Supplied text:
▼
She gave birth to her daughters Sasha and Masha, 11 and 15, in Kharkiv. “If we leave, what will the soldiers be protecting?” she asks.

Although the locus of this conflict has shifted to Ukrainian regions farther east, Russia pounds the city daily with long-range and highly imprecise fire intentionally designed to sow terror and anxiety into Kharkivite’s psyche.

Slava, a middle-aged barkeep, explained over a pizza box that Russian fire is both incessant and unpredictable and of little military significance.

Motioning to a burnt-out open-air market, Slava pointed out that the strike several days previously hit absolutely nothing of military value and destroyed his livelihood.

Slava lives just a five-minute walk from the bar, and the early-morning explosion rattled his windows, waking up virtually everyone in his apartment building.

He showed The New York Sun a photo he snapped in the aftermath of the explosion: orange flames float inside the charred steel skeletons of market stalls. Though that explosion was quite close, he is used the Russian wake-up calls. 

In a twist of irony, an unexploded rocket from the morning bombardment buried itself in the pavement at the market’s edge, 20 feet in front of a large sculpture that reads “I love Kharkiv.”

Kharkiv is Ukraine’s second city, and hosts several prominent universities that feed into local information technology companies and industrial corporations. The city enjoyed a reputation as Ukraine’s up-and-coming tech hub.

Before this conflict, brothers Alexander and Pavel, 44 and 37, worked for a cryptocurrency trading platform. But between distributing medical supplies throughout the city and their limited electricity access at home, they no longer work.

They live in the same building as Slava, and while they do have running water, gas is intermittent. They haven’t had hot water in more than two months and see flashes from explosions almost every night.

Their lives today are busier than their pre-February 24 lives. Most days, they work ferrying food, diesel generators, and medicine boxes throughout the city. “I’m tired,” Pavel said but added that he’s “still strong.”

Though deeply meaningful, their work helping Kharkiv’s most vulnerable is grim. The brothers crack jokes with a nonchalance afforded by living in the persistent shadow of Russian forces.

On Easter, celebrated last Sunday by Orthodox Christians, the brothers had gifts for citizens and soldiers. They explained that they passed out chocolates to Kharkiv’s children and gifted soldiers with brightly painted grenades — an Easter treat for the Russians.

Solidarity with the Ukrainian forces defending the city is more than just jokes and gestures. Some Kharkivites are sinking their savings — and risking their lives — for the fight on the home front.

Viacheslav B., a 29-year-old computer programmer who asked the Sun to abbreviate his last name, manages a volunteer kitchen that prepares meals deep inside Kharkiv. Now on an extended and unplanned sabbatical, he defends Ukraine “with food.”

From inside the kitchen, carefully disguised to hide its true purpose from Russian reconnaissance drones, Viacheslav explained that he had the opportunity to leave Kharkiv when this conflict re-erupted but chose to stay.
▲
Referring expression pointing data
▼
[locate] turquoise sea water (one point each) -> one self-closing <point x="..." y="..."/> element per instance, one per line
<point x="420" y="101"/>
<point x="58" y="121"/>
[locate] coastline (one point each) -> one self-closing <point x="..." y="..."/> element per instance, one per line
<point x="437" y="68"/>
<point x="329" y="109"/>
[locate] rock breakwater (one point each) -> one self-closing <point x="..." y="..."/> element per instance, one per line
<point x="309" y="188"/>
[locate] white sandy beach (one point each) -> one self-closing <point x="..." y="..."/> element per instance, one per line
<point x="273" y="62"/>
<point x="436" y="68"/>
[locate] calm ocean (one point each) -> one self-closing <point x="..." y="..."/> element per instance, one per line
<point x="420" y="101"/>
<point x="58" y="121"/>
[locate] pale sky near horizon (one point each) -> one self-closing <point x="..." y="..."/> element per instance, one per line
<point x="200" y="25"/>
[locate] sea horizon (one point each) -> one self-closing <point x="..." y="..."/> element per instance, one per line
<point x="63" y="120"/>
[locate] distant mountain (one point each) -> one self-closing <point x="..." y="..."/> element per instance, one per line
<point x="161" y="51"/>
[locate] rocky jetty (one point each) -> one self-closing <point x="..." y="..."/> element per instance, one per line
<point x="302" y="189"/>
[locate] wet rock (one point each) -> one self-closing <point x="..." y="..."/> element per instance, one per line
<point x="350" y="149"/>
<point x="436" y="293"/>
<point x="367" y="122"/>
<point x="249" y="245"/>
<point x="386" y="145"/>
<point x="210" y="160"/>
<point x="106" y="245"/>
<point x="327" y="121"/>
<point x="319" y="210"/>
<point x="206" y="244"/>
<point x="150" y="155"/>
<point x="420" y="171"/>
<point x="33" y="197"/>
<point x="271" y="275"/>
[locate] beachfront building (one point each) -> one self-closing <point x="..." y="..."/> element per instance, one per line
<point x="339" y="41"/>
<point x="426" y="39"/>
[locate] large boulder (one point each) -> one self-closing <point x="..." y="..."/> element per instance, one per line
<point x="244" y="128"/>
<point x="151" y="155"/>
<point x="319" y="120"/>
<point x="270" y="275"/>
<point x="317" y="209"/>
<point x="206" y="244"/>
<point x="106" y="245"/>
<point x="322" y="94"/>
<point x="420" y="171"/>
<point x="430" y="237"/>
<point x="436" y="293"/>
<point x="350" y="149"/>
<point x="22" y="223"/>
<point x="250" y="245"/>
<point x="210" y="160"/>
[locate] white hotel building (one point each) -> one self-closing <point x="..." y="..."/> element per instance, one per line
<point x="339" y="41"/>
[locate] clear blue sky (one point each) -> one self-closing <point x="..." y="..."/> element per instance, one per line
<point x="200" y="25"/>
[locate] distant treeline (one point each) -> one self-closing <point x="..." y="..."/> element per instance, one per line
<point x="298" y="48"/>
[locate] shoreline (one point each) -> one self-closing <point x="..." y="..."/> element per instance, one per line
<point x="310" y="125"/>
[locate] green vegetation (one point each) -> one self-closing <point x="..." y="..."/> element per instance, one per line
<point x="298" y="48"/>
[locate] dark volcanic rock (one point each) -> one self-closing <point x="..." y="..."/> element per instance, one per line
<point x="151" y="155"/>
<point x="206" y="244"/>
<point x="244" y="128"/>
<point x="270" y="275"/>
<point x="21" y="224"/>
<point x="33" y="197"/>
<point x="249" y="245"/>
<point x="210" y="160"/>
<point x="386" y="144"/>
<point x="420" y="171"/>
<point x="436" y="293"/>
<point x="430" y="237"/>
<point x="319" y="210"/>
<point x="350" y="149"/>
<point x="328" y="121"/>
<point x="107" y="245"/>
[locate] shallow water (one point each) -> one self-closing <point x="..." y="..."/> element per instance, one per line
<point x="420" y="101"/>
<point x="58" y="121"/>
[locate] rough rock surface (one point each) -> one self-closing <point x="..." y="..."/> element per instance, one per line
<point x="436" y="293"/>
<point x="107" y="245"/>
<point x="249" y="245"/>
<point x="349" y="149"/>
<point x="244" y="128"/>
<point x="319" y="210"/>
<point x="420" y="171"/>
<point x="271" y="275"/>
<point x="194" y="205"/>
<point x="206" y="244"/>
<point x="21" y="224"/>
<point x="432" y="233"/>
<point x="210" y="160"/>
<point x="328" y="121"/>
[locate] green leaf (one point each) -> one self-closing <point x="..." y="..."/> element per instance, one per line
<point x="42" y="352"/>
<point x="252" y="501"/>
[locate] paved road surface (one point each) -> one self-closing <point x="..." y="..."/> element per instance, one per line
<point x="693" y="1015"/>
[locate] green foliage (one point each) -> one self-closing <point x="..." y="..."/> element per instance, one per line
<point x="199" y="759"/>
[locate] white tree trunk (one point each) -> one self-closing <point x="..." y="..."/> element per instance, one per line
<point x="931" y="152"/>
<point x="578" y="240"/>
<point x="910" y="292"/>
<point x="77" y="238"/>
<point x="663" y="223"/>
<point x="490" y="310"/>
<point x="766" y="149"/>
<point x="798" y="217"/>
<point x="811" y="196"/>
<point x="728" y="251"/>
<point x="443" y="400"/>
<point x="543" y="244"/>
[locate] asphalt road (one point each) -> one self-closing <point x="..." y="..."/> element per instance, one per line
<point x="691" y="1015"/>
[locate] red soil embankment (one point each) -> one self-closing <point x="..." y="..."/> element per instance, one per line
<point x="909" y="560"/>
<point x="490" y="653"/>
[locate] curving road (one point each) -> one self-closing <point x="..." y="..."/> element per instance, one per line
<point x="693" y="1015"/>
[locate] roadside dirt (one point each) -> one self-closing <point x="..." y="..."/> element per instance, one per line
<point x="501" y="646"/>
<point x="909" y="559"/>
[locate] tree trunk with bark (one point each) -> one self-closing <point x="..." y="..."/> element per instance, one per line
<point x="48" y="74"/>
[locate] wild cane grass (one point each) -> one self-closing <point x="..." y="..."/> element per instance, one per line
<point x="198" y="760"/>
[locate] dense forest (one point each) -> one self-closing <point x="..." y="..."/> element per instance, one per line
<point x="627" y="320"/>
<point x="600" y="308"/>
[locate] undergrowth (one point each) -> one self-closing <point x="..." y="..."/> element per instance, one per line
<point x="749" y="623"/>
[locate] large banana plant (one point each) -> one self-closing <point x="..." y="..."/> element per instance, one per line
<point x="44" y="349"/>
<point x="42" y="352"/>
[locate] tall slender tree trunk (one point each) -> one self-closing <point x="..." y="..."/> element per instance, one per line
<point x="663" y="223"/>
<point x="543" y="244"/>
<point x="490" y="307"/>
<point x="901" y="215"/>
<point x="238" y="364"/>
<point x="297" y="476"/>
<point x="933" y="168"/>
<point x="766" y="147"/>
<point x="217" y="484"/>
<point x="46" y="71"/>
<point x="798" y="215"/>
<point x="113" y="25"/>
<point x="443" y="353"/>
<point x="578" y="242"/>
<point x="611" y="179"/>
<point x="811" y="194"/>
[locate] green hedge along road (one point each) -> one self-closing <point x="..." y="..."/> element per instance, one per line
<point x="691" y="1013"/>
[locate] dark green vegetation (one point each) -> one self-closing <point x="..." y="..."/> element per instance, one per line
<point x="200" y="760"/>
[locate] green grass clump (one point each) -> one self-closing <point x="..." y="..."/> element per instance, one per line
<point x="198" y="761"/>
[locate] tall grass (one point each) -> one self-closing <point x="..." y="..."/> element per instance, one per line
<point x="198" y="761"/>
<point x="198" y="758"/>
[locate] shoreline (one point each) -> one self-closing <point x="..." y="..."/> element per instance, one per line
▲
Exercise 1: In the Kharkiv article, write out everything from "Before this conflict, brothers" down to "almost every night." again, changing "cryptocurrency trading platform" to "software company".
Exercise 2: According to the Kharkiv article, how far from the "I love Kharkiv" sculpture did the unexploded rocket land?
Exercise 3: List every person mentioned by name in the Kharkiv article.

Solution 1:
Before this conflict, brothers Alexander and Pavel, 44 and 37, worked for a software company. But between distributing medical supplies throughout the city and their limited electricity access at home, they no longer work.

They live in the same building as Slava, and while they do have running water, gas is intermittent. They haven’t had hot water in more than two months and see flashes from explosions almost every night.

Solution 2: 20 feet in front of it.

Solution 3:
Sasha
Masha
Slava
Alexander
Pavel
Viacheslav B.